| What the task requires |
Rewrite the lines from the one containing "Return one point per instance of the yellow-tipped" through the end of the records, putting "surfboard" in place of "paddleboard" and leaving everything else unchanged.

Collected data entries:
------------------------

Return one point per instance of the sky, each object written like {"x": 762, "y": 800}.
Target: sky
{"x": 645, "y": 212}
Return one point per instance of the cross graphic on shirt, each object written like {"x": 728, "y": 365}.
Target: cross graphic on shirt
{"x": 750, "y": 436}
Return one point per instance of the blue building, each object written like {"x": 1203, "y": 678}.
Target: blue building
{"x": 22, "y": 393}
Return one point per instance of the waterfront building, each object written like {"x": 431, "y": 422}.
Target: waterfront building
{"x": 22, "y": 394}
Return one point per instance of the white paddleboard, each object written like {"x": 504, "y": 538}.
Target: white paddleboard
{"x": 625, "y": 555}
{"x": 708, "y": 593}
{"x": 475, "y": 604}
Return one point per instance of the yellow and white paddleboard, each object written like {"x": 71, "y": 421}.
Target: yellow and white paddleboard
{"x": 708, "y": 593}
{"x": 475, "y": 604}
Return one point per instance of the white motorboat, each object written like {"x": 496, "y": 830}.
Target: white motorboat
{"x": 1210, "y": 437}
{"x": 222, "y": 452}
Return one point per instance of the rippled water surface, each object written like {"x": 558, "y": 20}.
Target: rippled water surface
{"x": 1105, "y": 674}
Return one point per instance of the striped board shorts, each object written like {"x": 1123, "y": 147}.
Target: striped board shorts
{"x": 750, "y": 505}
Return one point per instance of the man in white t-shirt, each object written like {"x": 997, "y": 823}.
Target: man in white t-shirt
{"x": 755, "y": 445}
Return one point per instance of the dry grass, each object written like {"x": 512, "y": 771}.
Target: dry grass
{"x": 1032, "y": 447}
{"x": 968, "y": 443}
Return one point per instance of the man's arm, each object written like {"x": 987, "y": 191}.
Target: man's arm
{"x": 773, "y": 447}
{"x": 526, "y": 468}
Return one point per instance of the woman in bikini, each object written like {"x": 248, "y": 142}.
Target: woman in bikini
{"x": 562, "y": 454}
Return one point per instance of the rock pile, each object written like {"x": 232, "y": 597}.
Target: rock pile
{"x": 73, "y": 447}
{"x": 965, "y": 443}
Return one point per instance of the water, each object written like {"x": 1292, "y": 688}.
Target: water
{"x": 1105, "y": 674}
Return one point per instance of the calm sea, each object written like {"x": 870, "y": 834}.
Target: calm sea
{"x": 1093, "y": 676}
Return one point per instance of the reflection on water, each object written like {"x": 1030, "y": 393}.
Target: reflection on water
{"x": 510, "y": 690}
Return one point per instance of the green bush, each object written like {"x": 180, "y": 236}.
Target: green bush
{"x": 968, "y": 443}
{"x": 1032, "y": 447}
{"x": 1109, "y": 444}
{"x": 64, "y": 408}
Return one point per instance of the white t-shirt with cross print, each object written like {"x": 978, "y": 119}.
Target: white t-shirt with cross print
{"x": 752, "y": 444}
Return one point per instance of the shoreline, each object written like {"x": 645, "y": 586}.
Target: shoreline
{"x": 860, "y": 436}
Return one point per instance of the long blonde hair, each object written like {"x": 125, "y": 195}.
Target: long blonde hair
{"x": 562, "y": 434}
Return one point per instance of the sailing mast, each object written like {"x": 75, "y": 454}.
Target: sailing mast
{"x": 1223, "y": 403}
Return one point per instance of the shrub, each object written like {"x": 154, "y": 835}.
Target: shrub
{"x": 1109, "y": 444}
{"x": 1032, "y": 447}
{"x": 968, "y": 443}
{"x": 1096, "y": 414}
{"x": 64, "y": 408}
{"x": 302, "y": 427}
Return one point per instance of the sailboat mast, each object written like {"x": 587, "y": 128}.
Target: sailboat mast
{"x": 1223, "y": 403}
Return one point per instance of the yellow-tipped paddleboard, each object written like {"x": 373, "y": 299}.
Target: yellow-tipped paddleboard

------------------------

| Reply |
Return one point per instance of the yellow-tipped surfboard, each object written like {"x": 373, "y": 299}.
Target: yellow-tipped surfboard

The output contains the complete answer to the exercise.